Exercise: Output only the lines of the entries that follow, starting at the one with "Target: arched window" and running down to the one with "Target: green tree", both included and unchanged.
---------- Dataset content
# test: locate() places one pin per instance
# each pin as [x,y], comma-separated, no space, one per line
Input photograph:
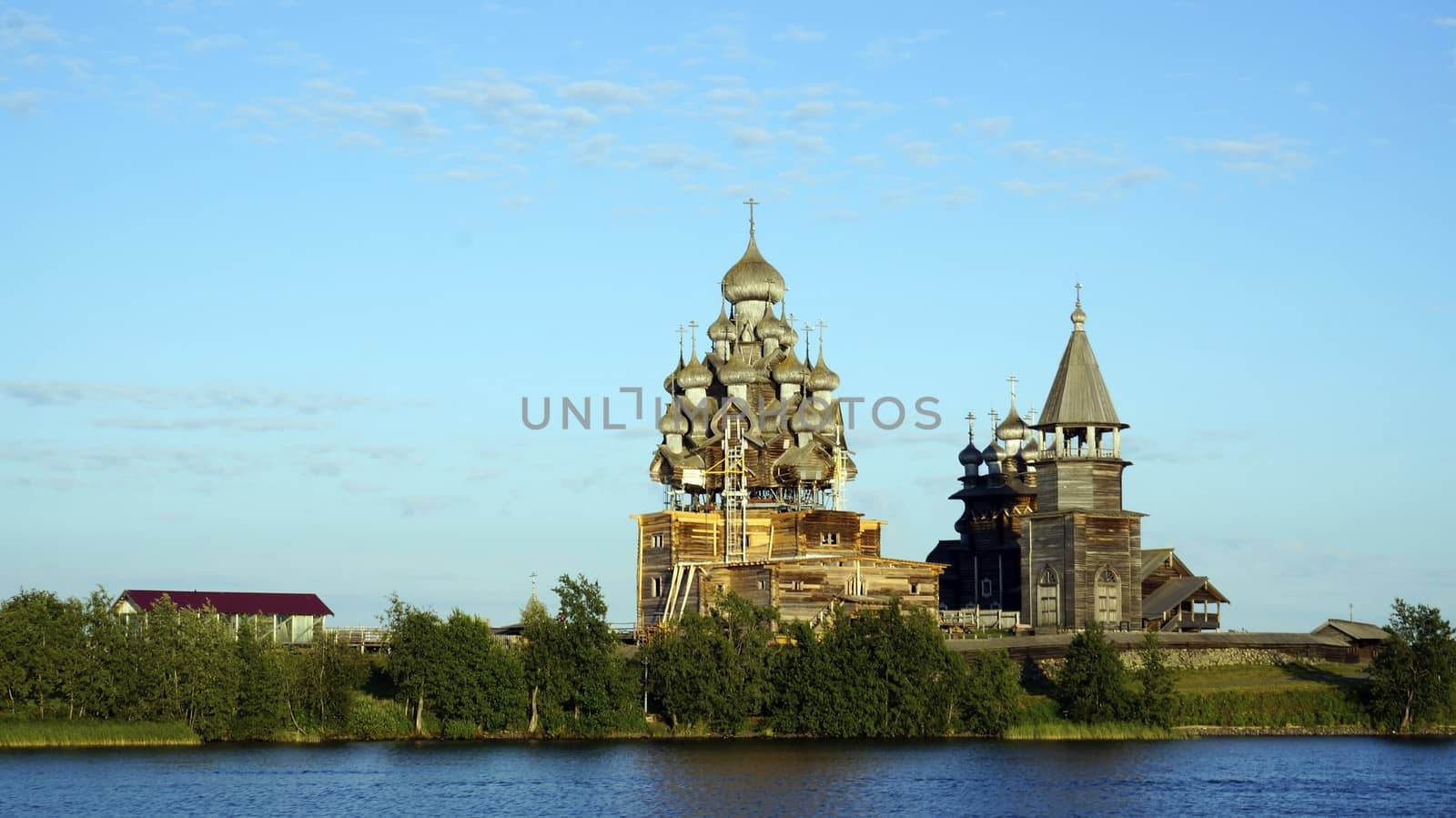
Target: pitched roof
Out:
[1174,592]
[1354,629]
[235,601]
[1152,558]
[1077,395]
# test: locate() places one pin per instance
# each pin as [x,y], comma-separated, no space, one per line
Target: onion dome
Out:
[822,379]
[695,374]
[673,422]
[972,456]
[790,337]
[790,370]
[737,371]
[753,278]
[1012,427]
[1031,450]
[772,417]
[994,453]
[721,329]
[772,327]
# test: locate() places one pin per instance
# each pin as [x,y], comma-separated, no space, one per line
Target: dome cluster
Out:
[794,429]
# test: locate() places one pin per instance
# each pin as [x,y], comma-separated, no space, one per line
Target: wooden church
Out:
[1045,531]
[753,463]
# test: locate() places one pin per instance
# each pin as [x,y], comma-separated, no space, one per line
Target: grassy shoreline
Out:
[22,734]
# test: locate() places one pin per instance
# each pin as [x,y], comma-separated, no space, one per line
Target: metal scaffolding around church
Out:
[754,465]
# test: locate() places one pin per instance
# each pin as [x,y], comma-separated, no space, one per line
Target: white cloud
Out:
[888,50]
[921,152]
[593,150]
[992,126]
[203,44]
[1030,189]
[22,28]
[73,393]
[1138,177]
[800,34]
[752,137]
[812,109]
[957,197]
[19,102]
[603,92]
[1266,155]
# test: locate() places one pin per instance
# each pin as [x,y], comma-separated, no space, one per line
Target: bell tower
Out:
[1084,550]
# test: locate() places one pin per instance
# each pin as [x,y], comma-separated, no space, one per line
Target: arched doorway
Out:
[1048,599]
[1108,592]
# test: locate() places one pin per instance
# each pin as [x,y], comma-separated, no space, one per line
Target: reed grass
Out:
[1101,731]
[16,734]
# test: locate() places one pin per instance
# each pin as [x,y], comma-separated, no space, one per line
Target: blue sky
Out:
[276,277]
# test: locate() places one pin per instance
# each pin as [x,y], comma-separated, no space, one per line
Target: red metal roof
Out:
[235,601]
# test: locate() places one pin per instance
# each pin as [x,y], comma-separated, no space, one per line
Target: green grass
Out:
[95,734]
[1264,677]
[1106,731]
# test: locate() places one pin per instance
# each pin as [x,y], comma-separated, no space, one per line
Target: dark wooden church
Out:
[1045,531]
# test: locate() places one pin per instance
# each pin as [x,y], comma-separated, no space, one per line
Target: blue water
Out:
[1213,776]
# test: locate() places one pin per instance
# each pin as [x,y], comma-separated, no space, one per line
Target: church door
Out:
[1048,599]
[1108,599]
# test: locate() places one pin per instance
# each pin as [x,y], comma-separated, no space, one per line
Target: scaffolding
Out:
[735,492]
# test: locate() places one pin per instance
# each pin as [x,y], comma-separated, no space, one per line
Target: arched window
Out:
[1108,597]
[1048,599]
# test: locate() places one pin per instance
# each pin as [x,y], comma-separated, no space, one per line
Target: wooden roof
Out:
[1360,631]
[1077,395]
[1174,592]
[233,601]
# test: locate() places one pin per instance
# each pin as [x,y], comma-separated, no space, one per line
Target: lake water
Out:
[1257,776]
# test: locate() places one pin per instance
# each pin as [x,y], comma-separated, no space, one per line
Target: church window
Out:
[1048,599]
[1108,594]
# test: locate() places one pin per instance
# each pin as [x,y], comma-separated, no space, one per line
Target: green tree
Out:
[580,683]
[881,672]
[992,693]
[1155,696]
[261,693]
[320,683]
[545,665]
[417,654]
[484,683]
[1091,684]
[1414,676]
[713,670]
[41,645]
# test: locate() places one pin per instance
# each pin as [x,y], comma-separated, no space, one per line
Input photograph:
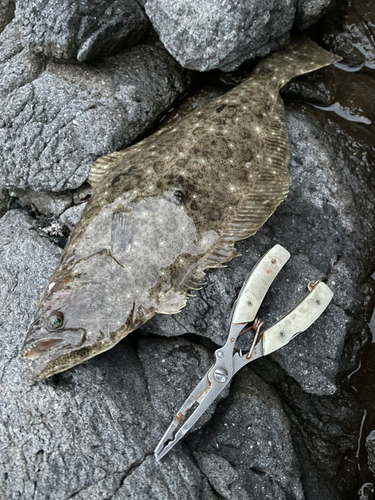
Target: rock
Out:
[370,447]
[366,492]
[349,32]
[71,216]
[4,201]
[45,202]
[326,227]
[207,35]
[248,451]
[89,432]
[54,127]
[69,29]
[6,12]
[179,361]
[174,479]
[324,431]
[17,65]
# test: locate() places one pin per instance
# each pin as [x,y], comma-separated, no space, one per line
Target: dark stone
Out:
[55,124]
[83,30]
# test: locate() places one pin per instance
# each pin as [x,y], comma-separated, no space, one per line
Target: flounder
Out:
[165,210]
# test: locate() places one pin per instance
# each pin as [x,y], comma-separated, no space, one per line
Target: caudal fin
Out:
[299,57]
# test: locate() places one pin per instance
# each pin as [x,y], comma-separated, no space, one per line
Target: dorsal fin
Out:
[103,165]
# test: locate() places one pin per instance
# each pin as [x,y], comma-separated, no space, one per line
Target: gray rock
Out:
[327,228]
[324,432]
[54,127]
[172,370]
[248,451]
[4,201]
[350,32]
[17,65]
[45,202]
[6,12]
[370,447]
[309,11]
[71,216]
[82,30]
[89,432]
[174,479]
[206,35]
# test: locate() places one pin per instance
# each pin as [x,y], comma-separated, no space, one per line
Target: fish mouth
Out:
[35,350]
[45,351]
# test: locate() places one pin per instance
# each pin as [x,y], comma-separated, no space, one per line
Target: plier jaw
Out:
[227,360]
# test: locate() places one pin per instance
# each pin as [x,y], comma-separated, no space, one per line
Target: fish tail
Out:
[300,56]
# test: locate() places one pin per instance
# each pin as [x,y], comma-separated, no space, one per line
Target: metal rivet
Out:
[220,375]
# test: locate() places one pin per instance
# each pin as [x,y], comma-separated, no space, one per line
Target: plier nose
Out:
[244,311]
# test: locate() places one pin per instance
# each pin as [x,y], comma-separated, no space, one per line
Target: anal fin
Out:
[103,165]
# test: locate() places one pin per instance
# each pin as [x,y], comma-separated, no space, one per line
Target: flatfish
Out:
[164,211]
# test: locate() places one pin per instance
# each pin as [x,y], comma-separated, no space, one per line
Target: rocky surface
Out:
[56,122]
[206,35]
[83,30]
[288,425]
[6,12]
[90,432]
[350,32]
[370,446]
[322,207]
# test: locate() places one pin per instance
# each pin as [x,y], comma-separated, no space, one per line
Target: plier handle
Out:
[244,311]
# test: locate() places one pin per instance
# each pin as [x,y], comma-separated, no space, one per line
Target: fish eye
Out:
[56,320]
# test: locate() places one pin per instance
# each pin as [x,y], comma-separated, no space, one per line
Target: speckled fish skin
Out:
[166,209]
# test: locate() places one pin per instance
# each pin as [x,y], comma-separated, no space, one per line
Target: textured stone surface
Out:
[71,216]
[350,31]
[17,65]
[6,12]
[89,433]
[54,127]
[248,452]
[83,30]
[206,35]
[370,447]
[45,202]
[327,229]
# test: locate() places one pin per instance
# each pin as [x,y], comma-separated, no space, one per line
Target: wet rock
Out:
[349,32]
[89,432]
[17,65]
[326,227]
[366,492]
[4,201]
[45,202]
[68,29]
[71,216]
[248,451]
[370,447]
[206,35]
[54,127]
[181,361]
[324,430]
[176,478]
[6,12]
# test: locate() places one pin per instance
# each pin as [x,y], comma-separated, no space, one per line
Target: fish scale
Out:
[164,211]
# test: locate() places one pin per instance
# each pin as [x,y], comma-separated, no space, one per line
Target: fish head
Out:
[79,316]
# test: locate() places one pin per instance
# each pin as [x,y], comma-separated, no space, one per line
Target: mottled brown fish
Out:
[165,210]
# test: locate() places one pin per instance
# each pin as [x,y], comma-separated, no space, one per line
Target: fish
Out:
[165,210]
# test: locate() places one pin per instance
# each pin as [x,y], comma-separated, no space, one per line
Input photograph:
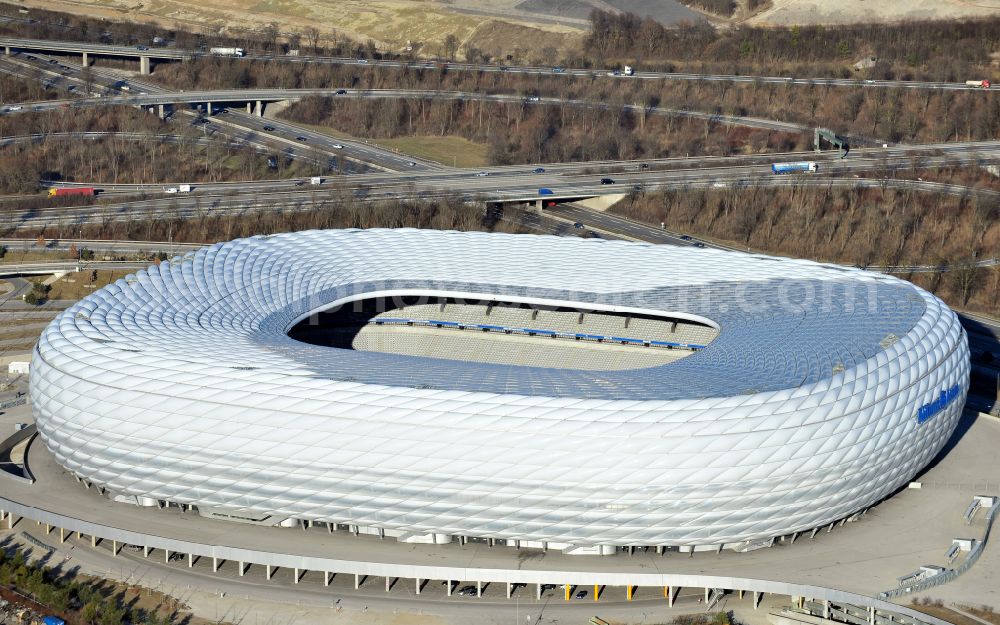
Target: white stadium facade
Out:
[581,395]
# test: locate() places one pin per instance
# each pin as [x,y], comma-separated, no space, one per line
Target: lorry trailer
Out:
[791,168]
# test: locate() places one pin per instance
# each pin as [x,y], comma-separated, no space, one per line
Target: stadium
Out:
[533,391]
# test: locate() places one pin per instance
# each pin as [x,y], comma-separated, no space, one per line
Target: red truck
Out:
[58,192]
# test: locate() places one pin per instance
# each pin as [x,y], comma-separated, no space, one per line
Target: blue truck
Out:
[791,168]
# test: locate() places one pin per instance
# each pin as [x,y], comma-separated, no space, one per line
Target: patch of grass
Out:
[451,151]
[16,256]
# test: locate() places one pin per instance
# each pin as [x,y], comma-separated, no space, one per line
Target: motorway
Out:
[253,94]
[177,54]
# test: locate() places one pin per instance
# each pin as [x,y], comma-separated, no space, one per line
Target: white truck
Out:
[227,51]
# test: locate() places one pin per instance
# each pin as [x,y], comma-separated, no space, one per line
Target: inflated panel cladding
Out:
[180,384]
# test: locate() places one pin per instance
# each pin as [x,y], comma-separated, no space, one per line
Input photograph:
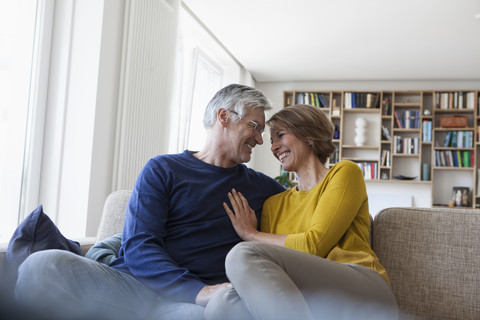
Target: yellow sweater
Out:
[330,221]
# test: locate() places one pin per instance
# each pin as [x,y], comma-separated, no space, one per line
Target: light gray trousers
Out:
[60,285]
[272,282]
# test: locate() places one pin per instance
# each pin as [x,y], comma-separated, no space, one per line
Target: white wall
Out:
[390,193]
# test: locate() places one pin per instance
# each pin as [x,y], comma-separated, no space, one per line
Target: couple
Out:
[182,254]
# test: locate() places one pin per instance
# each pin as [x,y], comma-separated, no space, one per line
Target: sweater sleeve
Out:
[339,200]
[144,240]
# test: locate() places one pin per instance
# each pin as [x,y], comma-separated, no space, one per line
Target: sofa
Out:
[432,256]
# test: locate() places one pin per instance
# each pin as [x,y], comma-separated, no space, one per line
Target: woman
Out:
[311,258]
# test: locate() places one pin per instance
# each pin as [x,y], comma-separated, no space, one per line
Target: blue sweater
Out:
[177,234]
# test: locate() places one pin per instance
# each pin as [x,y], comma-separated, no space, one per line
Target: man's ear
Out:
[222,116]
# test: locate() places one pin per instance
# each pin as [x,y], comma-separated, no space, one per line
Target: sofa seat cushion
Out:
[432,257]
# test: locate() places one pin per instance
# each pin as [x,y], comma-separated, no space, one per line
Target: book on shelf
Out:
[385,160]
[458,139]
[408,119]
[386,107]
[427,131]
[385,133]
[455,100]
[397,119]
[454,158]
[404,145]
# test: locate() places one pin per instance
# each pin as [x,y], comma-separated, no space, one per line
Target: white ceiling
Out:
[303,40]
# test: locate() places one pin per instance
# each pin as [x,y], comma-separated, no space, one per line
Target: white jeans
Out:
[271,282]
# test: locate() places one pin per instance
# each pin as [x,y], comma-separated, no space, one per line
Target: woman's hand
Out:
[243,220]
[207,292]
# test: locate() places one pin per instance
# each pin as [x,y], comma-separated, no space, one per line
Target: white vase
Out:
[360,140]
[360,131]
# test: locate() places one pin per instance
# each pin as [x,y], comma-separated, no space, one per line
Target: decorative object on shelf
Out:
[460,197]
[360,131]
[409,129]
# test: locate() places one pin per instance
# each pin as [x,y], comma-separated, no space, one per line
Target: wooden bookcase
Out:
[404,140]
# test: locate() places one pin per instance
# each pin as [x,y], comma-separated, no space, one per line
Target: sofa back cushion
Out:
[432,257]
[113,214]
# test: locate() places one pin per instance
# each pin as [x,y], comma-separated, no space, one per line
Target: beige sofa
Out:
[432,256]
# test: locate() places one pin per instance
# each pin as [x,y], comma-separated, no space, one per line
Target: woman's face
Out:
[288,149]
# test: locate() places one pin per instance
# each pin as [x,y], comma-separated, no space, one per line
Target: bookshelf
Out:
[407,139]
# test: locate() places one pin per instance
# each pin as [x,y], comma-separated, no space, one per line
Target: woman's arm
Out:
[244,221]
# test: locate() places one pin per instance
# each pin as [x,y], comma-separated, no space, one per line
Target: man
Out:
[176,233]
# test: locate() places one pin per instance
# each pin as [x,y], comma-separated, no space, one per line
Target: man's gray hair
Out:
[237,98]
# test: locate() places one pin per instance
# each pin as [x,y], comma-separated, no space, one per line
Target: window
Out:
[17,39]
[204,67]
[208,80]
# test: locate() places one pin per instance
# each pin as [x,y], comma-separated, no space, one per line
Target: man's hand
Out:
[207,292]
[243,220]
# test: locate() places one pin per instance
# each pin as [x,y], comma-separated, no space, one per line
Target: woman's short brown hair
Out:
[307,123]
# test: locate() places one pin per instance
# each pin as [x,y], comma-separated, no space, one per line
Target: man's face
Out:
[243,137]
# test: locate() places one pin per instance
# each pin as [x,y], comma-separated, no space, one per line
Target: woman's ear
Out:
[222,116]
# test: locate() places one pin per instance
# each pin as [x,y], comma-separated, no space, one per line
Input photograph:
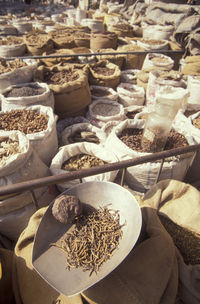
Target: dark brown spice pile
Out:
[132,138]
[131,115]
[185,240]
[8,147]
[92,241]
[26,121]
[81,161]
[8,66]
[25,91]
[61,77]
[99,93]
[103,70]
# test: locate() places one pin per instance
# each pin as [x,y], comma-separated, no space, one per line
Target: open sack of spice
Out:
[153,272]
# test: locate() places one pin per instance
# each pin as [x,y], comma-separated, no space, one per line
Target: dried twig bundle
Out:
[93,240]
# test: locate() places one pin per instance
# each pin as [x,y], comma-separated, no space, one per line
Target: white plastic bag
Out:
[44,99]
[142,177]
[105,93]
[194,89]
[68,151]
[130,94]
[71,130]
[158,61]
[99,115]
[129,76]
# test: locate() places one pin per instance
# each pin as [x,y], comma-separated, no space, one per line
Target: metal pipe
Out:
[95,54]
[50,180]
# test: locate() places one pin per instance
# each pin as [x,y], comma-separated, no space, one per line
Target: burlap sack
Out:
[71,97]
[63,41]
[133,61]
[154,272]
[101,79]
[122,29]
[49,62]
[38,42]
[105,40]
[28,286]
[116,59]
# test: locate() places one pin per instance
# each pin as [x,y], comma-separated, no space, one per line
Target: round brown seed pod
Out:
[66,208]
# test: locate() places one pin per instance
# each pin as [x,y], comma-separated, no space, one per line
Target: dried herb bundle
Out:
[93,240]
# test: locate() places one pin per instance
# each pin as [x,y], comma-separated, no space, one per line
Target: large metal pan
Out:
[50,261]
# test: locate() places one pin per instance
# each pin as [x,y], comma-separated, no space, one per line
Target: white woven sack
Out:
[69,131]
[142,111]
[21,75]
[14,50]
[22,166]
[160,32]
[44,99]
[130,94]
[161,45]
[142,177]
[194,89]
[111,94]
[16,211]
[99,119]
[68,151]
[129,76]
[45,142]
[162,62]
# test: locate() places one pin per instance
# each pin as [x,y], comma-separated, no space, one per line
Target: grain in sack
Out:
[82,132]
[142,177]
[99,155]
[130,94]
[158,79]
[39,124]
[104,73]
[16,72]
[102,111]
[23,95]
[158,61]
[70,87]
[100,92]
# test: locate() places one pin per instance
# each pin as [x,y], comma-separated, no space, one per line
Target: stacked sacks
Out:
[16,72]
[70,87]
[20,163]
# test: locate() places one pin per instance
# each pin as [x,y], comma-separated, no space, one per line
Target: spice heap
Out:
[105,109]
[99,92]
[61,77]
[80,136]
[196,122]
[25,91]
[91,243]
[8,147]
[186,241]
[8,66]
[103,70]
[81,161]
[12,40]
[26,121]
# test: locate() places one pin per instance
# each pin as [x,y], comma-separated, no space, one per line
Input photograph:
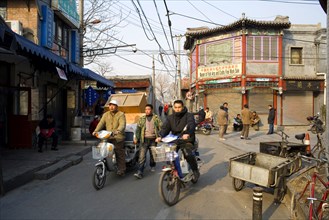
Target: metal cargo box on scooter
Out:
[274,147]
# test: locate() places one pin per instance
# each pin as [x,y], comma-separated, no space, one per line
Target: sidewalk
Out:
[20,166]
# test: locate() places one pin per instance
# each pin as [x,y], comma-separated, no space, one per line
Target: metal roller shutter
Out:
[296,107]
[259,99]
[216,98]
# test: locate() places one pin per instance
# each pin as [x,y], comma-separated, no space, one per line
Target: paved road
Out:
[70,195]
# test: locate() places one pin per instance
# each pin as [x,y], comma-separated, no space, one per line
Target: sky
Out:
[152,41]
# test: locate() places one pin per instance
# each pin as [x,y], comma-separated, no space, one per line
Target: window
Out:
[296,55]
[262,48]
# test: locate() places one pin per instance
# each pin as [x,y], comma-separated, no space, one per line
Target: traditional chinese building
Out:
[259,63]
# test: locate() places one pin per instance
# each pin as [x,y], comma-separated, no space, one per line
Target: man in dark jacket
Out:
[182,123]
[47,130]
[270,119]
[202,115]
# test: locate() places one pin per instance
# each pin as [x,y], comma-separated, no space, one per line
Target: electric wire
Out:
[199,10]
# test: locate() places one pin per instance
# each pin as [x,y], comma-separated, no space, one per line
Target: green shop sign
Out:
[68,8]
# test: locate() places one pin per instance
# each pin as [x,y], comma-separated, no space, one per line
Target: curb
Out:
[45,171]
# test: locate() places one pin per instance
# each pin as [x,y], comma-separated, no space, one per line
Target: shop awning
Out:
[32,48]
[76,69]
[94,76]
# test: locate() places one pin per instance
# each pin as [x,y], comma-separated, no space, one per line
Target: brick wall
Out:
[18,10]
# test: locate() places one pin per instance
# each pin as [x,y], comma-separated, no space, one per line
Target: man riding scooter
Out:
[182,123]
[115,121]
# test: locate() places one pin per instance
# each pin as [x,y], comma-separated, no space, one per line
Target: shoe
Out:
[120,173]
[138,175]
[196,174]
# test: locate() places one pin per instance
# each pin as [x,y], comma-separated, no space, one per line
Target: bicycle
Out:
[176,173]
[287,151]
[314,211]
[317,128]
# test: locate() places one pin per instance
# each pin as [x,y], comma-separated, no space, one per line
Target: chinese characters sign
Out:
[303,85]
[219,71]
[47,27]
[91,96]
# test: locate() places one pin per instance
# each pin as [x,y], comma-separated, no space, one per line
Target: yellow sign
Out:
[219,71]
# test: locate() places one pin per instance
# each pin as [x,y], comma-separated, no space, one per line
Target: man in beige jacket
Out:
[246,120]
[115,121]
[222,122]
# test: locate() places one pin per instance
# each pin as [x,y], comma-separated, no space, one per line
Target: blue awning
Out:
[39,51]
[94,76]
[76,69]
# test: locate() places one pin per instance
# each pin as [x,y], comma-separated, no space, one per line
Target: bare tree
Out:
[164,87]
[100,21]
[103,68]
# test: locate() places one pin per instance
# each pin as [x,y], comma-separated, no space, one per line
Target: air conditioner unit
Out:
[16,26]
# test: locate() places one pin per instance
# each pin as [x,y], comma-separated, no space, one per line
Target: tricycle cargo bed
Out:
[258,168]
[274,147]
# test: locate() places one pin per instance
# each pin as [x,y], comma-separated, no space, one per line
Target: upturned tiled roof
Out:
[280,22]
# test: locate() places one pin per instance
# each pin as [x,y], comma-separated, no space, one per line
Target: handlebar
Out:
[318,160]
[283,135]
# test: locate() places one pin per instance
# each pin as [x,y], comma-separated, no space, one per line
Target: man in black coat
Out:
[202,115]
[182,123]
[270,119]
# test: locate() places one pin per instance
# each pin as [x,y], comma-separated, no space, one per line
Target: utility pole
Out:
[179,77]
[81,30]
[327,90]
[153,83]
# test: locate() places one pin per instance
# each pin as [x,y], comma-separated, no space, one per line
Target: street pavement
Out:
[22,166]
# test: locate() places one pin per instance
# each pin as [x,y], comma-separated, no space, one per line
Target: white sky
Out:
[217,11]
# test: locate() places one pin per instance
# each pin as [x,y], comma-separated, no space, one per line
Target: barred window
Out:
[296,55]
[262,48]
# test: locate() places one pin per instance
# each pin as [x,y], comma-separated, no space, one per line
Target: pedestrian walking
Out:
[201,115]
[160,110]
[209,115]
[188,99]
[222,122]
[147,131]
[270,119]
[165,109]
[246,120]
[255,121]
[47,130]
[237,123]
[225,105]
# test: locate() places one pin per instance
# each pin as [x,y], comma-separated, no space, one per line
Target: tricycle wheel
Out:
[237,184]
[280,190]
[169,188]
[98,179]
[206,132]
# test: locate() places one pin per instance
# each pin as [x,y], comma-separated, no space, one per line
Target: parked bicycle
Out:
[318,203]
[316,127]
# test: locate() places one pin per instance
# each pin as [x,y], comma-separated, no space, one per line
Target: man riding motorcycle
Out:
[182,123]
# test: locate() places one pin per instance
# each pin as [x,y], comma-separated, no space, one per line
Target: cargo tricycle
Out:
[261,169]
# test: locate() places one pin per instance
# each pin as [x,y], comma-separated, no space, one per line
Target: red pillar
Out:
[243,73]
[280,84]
--------------------
Result of this task:
Target: arched window
Out:
[1108,597]
[1048,599]
# test: locate() places one pin per instance
# each pin as [x,y], comma-separated, no space, one per line
Target: wooden roof
Out:
[1360,631]
[1077,395]
[1174,592]
[233,601]
# test: locate() places one pin per instance
# each pin as [x,y], comma-separated, no space, one per line
Target: lake water
Out:
[1257,776]
# test: locate() places one pin per instance
# each pin as [x,y], comma-separated, no space, one per line
Target: church window
Out:
[1048,599]
[1108,594]
# test: locate() places one pin per instance
# each pin as [x,y], comma-separated, no space, one per line
Target: green tree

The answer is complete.